**Selected text:**

/EX-MotorShield8874

Design files for the open source 5A Motor Shield

OtherNOASSERTION

EX-Motorshield8874

Overview

DCC-EX EX-MotorShield8874

The EX-Motorshield8874 is a pin compatible with the original Arduino Motor Shield Rev3 but provides significantly improved electrical performance for driving higher loads, with lower power dissipation, and improved usability.

The EX-Motorshield8874 is based on two DRV8874 H-bridge motor drivers with integrated current sensing from Texas Instruments (TI). It is used to drive inductive loads like relays, solenoids, DC and stepping motors.

Powering of Arduino motherboard is possible due to the onboard DC/DC buck converter, supporting a wide input supply range from 9 to 30V. The reverse polarity protection prevents damage to the circuit and its components in case the power supply is accidentally connected with reversed polarity.

This Shield features a green status LED which provides a visual indication of the power supply status.

Compatibility with Arduino Motor Shield Rev3

The EX-MotorShield8874 is pin compatible with the original Arduino Motor Shield but provides significantly improved electrical performance for driving higher loads. Input voltage range is 9-30VDC and the maximum peak output is 5A per channel, in contrast to 5-12VDC and 2A peak for the original Arduino Motor Shield.

There is also almost no voltage drop incurred from the input voltage due to the MOSFET based design, unlike the bipolar L298 used in the Arduino Motor Shield. For DCC and DC PWM model railway use, a range of 10-24VDC is recommended depending on scale.

**Dataset excerpt:**
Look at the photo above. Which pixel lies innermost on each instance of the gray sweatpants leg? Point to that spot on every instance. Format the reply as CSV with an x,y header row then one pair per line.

**Problem statement:**
Please quote the motor shield text word for word, starting with "The EX-Motorshield8874 is a" and going on through "power supply status.".

**Written reply:**
The EX-Motorshield8874 is a pin compatible with the original Arduino Motor Shield Rev3 but provides significantly improved electrical performance for driving higher loads, with lower power dissipation, and improved usability.

The EX-Motorshield8874 is based on two DRV8874 H-bridge motor drivers with integrated current sensing from Texas Instruments (TI). It is used to drive inductive loads like relays, solenoids, DC and stepping motors.

Powering of Arduino motherboard is possible due to the onboard DC/DC buck converter, supporting a wide input supply range from 9 to 30V. The reverse polarity protection prevents damage to the circuit and its components in case the power supply is accidentally connected with reversed polarity.

This Shield features a green status LED which provides a visual indication of the power supply status.